>> begin Given information
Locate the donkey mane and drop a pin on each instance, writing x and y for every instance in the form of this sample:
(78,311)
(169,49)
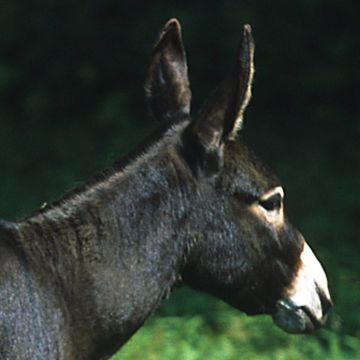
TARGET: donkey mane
(192,204)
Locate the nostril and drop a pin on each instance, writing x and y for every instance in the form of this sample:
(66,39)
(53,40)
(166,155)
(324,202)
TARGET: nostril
(326,302)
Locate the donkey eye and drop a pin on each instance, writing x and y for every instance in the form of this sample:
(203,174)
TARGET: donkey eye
(272,203)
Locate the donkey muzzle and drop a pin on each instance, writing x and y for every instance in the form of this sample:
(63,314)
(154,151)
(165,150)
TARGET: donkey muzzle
(306,302)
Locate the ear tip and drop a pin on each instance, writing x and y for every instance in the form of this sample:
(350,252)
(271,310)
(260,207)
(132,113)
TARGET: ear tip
(247,29)
(172,25)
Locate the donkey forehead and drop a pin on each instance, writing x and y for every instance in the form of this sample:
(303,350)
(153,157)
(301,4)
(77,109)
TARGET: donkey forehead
(244,171)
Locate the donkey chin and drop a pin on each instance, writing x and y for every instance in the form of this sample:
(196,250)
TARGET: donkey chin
(305,304)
>> end Given information
- [Prompt]
Present every line of the items above as a single numbered list, skipping blank lines. Leave out the pictures.

- [Finished answer]
1. Locate the donkey mane and drop a pin on each instance, writing x and y for every instance in the form of this sample:
2. (78,311)
3. (169,49)
4. TARGET: donkey mane
5. (192,204)
6. Locate the nostril and drop a pin on each instance, writing x and y for every instance in the form of this sample:
7. (66,39)
8. (53,40)
9. (166,155)
10. (324,202)
11. TARGET: nostril
12. (326,302)
13. Locate the donkey eye and drop a pin on each instance, writing x and y for every instance in the form of this sample:
14. (203,174)
15. TARGET: donkey eye
16. (272,203)
17. Locate the donkey muzzle and drop a pin on each instance, writing x and y for every instance in the form of this sample:
18. (63,314)
19. (154,151)
20. (165,150)
21. TARGET: donkey muzzle
22. (306,302)
23. Locate the ear tip and drop a pin on each instance, writing x and y for every instance in the form of this sample:
24. (350,252)
25. (271,310)
26. (260,207)
27. (132,113)
28. TARGET: ear tip
29. (247,29)
30. (172,25)
31. Locate the donkey forehead and drop a pin on each instance, writing x and y for every instance in the form of this sample:
32. (303,350)
33. (153,157)
34. (301,4)
35. (77,109)
36. TARGET: donkey forehead
37. (244,171)
38. Locate the donkey chin and drop a pin on each instance, writing x and y for every instance in the form of this sample:
39. (196,250)
40. TARGET: donkey chin
41. (305,304)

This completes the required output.